*** GIVEN TEXT ***
You hear medicinal chemists talking about the “magic methyl”, the big effect that a single CH3 group can have on potency or selectivity. Here’s a new J. Med. Chem. paper that shows one in action.That structure looks like a kinase inhibitor if anything ever did, and so it is. But small changes to it can make a big difference. As you see from those assay numbers, adding in one (R) methyl group hurts MERTK activity by six-fold while making no real change against TYRO3. But AXL activity goes down eight-fold, and FLT3 activity by something like 80-fold.
The effect is seen with a number of different variations around this core, and it’s obviously because there’s something that FLT3, in particular doesn’t like about having a methyl there. Specifically, it’s a methionine in MERTK that’s a leucine in FLT3, and the branched chain of the leucine just doesn’t leave enough room for a methyl in the ligand. As you’d expect, if you put in a methyl of the opposite stereochemistry, there’s a big effect as well – that (S) methyl compound is 22, 560, 13, and 543 nM on the four enzymes, so you can see that there’s an even more severe clash in all of them except TYRO3, which doesn’t care one bit.
I bring this up as an illustration of what med-chem is like, pretty much all the time. There will be parts of your molecule that are pretty insensitive – you can hang all sorts of crap off them, and if the project goes on long enough, someone will. Those, as you’d imagine, are generally the parts sticking out into solvent, which is where you’ll see people desperately sticking on methoxyethoxy chains or whatever to try to make the compound less of a brick in its solubility and pharmacokinetics. And there will be parts that you really can’t touch at all. I’m sure that if you start yanking those nitrogen atoms out of the structure above in favor of good ol’ carbons that it’ll start losing activity with great speed and thoroughness, for example.
It’s the in-between parts where we make our livings. That’s where you exploit differences in amino acid side chains in the protein binding sites, where you tickle bound water molecules or pick up pi-interactions. And these effects have always been a tricky thing to handle in modeling the activities that result, and they’re going to be a tricky thing for machine learning, too. “Activity cliffs” are a feature of most structure-activity relationships, and sometimes you don’t know that they’re there until you walk off of them (and sadly, we have no Wile E. Coyote physics to save us). Abrupt nonlinearity is not an easy thing to work into a model – if you don’t watch it closely, said model might lose its silicon mind a little bit trying to fit that stuff into a coherent picture. That’s because there may not be a very coherent picture: most projects end up with something like “This works, but not too much of it, and only if you have that thing over there, but if you have something in that other spot it kind of cancels that out, well, except if you have this other thing, but when you. . .”
*** MATERIAL PROVIDED ***
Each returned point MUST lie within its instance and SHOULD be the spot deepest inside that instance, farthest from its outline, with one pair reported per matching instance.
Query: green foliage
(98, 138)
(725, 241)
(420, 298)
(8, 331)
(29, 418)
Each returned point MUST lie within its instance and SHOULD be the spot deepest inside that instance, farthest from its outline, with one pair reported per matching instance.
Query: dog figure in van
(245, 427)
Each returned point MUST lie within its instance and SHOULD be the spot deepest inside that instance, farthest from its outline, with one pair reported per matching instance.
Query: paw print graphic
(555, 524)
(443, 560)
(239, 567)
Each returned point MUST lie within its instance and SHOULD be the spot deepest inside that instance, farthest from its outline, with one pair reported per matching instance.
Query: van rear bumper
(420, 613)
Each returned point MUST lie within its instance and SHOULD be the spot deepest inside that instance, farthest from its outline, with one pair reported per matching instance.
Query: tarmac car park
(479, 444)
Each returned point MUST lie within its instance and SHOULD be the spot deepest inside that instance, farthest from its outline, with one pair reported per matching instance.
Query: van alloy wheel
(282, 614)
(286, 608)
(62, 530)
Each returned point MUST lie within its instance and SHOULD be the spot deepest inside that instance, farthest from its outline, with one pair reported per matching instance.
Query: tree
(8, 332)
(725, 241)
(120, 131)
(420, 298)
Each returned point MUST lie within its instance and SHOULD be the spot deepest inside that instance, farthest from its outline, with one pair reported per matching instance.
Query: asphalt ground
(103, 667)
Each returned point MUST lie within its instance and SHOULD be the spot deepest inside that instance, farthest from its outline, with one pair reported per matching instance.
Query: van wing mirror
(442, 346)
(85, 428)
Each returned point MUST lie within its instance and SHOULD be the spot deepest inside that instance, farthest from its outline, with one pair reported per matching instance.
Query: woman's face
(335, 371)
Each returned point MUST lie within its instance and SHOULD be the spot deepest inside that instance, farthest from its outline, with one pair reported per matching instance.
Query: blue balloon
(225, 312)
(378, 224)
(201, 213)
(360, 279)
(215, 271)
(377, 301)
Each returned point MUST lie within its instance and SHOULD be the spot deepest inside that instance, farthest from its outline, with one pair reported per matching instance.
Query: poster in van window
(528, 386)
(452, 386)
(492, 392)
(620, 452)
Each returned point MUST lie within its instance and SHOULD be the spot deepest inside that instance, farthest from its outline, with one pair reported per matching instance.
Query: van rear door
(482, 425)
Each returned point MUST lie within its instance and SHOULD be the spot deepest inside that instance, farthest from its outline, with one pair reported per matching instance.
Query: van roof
***
* _WORK REQUEST 1_
Answer from the text about the magic methyl:
(a) By about how much does adding the (R) methyl group reduce FLT3 activity?
(b) Which amino acid in FLT3 takes the place of the methionine found in MERTK?
(c) Where are the insensitive parts of a molecule generally located?
* _WORK REQUEST 2_
Print the stretch of the text about the magic methyl from "The effect is" through "care one bit.".
Rely only on the text about the magic methyl.

* _ANSWER AREA 1_
(a) By something like 80-fold.
(b) A leucine.
(c) They are generally the parts sticking out into solvent.

* _ANSWER AREA 2_
The effect is seen with a number of different variations around this core, and it’s obviously because there’s something that FLT3, in particular doesn’t like about having a methyl there. Specifically, it’s a methionine in MERTK that’s a leucine in FLT3, and the branched chain of the leucine just doesn’t leave enough room for a methyl in the ligand. As you’d expect, if you put in a methyl of the opposite stereochemistry, there’s a big effect as well – that (S) methyl compound is 22, 560, 13, and 543 nM on the four enzymes, so you can see that there’s an even more severe clash in all of them except TYRO3, which doesn’t care one bit.